_Record excerpts:_

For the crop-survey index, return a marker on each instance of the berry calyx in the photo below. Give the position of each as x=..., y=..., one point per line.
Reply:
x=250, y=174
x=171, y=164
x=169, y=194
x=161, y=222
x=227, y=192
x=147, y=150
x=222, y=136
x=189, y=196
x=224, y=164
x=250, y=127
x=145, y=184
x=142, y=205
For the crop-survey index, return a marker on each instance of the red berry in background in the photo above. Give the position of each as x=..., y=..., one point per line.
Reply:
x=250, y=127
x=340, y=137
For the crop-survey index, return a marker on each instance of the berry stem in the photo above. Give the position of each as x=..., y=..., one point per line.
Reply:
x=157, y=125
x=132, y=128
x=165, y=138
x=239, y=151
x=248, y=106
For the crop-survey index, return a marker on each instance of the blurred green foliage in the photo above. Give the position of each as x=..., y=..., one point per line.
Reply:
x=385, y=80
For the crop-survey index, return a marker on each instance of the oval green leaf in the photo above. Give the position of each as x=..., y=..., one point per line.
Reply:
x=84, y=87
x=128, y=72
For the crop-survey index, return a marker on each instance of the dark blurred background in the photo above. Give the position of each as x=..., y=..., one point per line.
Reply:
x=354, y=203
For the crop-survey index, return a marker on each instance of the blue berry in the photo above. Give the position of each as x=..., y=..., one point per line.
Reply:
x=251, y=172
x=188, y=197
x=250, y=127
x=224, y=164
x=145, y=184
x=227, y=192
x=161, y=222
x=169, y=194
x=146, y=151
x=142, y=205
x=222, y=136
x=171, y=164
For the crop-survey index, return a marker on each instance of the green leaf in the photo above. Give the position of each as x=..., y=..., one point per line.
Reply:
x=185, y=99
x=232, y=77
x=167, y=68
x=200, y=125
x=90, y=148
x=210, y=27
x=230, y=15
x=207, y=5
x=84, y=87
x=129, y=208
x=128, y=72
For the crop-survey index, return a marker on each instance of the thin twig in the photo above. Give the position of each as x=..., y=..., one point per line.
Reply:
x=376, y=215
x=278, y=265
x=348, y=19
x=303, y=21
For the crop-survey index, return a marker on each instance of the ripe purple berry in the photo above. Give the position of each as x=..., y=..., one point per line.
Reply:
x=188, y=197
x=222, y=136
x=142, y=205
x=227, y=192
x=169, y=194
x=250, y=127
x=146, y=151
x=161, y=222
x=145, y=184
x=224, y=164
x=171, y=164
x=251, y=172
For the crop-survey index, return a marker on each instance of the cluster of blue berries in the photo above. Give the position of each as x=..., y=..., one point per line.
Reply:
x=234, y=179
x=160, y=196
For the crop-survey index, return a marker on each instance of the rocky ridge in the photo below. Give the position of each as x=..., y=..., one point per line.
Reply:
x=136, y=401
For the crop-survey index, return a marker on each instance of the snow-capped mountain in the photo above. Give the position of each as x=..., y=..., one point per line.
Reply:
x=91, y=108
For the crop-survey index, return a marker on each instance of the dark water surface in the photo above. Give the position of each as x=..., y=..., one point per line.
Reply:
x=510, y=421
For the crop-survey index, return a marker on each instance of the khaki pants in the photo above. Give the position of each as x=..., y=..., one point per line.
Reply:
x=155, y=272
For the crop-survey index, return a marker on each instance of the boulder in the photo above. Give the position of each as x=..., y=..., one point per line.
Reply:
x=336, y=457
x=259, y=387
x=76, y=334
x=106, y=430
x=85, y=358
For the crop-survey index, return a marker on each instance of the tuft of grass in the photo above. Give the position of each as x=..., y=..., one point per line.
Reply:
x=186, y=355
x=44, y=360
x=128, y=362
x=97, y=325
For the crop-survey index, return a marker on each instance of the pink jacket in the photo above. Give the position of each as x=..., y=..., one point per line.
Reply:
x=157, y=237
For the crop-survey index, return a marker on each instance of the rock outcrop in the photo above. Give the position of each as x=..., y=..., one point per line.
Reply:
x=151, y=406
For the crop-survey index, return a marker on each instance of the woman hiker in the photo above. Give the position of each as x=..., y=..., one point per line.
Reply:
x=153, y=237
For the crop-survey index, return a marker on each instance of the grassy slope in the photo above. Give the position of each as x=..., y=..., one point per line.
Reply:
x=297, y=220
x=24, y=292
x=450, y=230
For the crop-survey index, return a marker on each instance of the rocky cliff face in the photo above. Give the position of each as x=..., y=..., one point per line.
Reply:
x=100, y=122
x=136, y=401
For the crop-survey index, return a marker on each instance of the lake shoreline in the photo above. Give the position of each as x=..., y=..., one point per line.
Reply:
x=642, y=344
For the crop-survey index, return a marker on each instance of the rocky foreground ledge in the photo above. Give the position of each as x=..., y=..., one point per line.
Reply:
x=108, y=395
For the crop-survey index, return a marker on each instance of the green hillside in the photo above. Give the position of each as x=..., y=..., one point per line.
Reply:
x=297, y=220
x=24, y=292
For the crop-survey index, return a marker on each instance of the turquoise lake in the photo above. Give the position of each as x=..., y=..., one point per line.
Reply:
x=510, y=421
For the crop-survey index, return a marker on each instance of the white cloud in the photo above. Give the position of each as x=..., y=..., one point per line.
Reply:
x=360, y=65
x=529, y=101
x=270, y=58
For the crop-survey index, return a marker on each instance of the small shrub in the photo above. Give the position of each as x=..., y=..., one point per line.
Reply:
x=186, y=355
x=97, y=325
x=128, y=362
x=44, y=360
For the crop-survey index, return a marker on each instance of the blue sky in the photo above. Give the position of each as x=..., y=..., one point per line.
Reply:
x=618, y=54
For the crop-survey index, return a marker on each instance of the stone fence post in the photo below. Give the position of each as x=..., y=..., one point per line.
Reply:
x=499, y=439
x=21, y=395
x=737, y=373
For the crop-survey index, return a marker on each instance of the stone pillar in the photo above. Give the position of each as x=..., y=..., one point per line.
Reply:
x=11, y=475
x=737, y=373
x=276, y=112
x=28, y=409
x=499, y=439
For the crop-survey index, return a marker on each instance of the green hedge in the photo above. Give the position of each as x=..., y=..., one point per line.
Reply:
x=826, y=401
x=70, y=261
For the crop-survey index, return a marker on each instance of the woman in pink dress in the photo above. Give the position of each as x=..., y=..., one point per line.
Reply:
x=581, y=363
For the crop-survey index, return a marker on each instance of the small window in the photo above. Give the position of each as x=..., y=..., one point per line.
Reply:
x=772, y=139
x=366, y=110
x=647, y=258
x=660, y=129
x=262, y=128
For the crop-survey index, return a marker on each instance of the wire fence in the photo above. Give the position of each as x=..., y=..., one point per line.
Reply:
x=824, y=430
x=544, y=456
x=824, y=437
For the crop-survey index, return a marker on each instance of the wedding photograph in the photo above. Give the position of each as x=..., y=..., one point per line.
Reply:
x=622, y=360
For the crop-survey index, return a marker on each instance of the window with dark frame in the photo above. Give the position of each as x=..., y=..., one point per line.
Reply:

_Task to complete:_
Give the data again exactly, line for line.

_Output for this exercise:_
For the crop-survey index, return a marker on each instance of the berry calyx in the photo below. Give the position of each as x=..., y=..., one point per line.
Reply:
x=250, y=174
x=171, y=164
x=169, y=194
x=161, y=222
x=227, y=192
x=147, y=150
x=222, y=136
x=189, y=196
x=224, y=164
x=250, y=127
x=145, y=184
x=142, y=205
For the crop-survey index, return a marker on each instance of the red berry in background in the photo above. Give the position of each as x=..., y=..., one point per line.
Reply:
x=250, y=127
x=340, y=137
For the crop-survey index, return a marker on each instance of the berry stem in the photo above. Give the position of each as x=..., y=..., one point per line.
Reply:
x=157, y=125
x=132, y=128
x=165, y=138
x=239, y=151
x=248, y=106
For the crop-survey index, return a marker on each instance of the blurred green foliage in the photo above. Give the position of each as x=..., y=..., one point per line.
Reply:
x=385, y=80
For the crop-survey index, return a marker on each instance of the oval green leaf in the photo above. Give the position of each as x=..., y=..., one point per line.
Reply:
x=84, y=87
x=128, y=72
For the crop-survey index, return a marker on each instance of the dark blurred background in the photo above. Give the position of each as x=..., y=..., one point per line.
Reply:
x=354, y=203
For the crop-survey index, return a marker on each instance of the blue berry in the photo above. Give the position of each as x=..., y=..., one point per line.
Reply:
x=251, y=172
x=188, y=197
x=250, y=127
x=224, y=164
x=145, y=184
x=227, y=192
x=161, y=222
x=169, y=194
x=146, y=151
x=142, y=205
x=222, y=136
x=171, y=164
For the crop-survey index, return a marker on each instance of the green leaf in the photo above. Give the position of each as x=..., y=..., one point per line.
Reply:
x=185, y=99
x=232, y=77
x=167, y=68
x=200, y=125
x=90, y=148
x=210, y=27
x=230, y=15
x=207, y=5
x=84, y=87
x=129, y=208
x=128, y=72
For the crop-survey index, return a marker on each instance of the thin twig in the photo above. Give the position of each as x=..., y=..., one point per line.
Reply:
x=376, y=215
x=278, y=265
x=348, y=19
x=303, y=21
For the crop-survey index, return a marker on each instance of the ripe purple berry in the photo above. Give the position of each as x=..., y=..., one point per line.
Reply:
x=188, y=197
x=222, y=136
x=142, y=205
x=227, y=192
x=169, y=194
x=250, y=127
x=146, y=151
x=161, y=222
x=145, y=184
x=224, y=164
x=171, y=164
x=251, y=172
For the crop-survey index, return a marker on each instance of the cluster of blue berries in the photo above. Give the position of each as x=..., y=..., one point per line.
Reply:
x=234, y=179
x=160, y=196
For the crop-survey index, return a marker on each instance of the rocky ridge in the photo below. Give the position of each as x=..., y=..., one point per line.
Reply:
x=136, y=401
For the crop-survey index, return a marker on each instance of the snow-capped mountain in the photo above. Give the position of each as x=..., y=..., one point per line.
Reply:
x=91, y=108
For the crop-survey index, return a marker on each instance of the dark water surface in the photo above. Give the position of each as x=..., y=..., one point per line.
Reply:
x=510, y=421
For the crop-survey index, return a marker on each instance of the khaki pants in the photo above. Give the position of each as x=..., y=..., one point per line.
Reply:
x=155, y=272
For the crop-survey index, return a marker on each instance of the boulder in the photo above. Give the position of each as x=..., y=..., one point per line.
Reply:
x=336, y=457
x=259, y=387
x=76, y=334
x=106, y=430
x=85, y=358
For the crop-survey index, return a marker on each instance of the tuft of grass in the photo above. Give the position of each as x=..., y=..., one point per line.
Reply:
x=186, y=355
x=44, y=360
x=128, y=362
x=97, y=325
For the crop-survey index, return a marker on each instance of the pink jacket in the photo above. Give the position of each as x=..., y=..., one point per line.
Reply:
x=157, y=237
For the crop-survey index, return a marker on each instance of the rock outcrop in the photo above. Give the position of each as x=..., y=..., one point per line.
Reply:
x=151, y=406
For the crop-survey index, return a marker on each instance of the woman hiker in the photo above. Give the position of each as x=..., y=..., one point per line.
Reply:
x=153, y=237
For the crop-survey index, return a marker on each instance of the grassy slope in the photo above. Give the position of each as x=..., y=..., one point per line.
Reply:
x=297, y=220
x=24, y=292
x=450, y=230
For the crop-survey index, return a marker on each instance of the rocky cliff face in the photo above. Give the position of each as x=..., y=..., one point per line.
Reply:
x=100, y=122
x=136, y=401
For the crop-survey index, return a marker on each instance of the lake shoreline in the photo above. Give the position of each as x=..., y=..., one point per line.
Reply:
x=642, y=344
For the crop-survey index, return a marker on each instance of the rocky foreground ledge in the photo above. Give the position of each as x=..., y=..., one point per line.
Reply:
x=108, y=395
For the crop-survey index, return a marker on each instance of the green hillside in the photo above. Give the position of each as x=..., y=..., one point per line.
Reply:
x=297, y=220
x=24, y=292
For the crop-survey index, return a marker on each instance of the turquoise lake in the photo above. Give the position of each as x=..., y=..., one point per line.
Reply:
x=510, y=421
For the crop-survey index, return a marker on each instance of the white cloud in the photo above. Give the position of each as x=..., y=..., one point per line.
Reply:
x=360, y=65
x=529, y=101
x=270, y=58
For the crop-survey index, return a marker on each instance of the small shrub in the photo above. Give the position of each as x=..., y=..., one point per line.
Reply:
x=186, y=355
x=97, y=325
x=128, y=362
x=44, y=360
For the crop-survey index, return a marker on each instance of the blue sky in the photo above. Give the position of each as x=..., y=..., one point per line.
Reply:
x=618, y=54
For the crop-survey index, return a marker on each instance of the stone fence post in the photo below. Give the position of each as x=..., y=..., one point per line.
Reply:
x=499, y=439
x=21, y=395
x=737, y=373
For the crop-survey index, return a marker on each instance of the stone pillar in the photo above. Give the position of each as x=..., y=..., one point per line.
Reply:
x=11, y=475
x=737, y=373
x=276, y=112
x=28, y=409
x=499, y=439
For the crop-survey index, return a marker on each instance of the green hedge in the photo above. Give the position of each as x=..., y=..., one point per line.
Reply:
x=826, y=401
x=70, y=261
For the crop-survey index, return a marker on each instance of the woman in pink dress in the photo above. Give the position of each as x=..., y=..., one point per line.
Reply:
x=581, y=363
For the crop-survey index, return a marker on each instance of the small window in the photo above. Give the position of each as x=..., y=..., one point per line.
Reply:
x=772, y=139
x=366, y=110
x=647, y=258
x=660, y=129
x=262, y=128
For the crop-survey index, return a marker on each instance of the wire fence in the photo above. Give the position of each as x=..., y=..., one point per line.
Reply:
x=824, y=430
x=544, y=456
x=824, y=437
For the crop-survey index, return a marker on each instance of the wedding photograph in the photo above. Give the position of each as x=..., y=..., one point per line.
Reply:
x=622, y=360
For the crop-survey index, return a marker on each instance of the window with dark frame in the photo above. Give the position of each as x=..., y=..., one point per line.
Reply:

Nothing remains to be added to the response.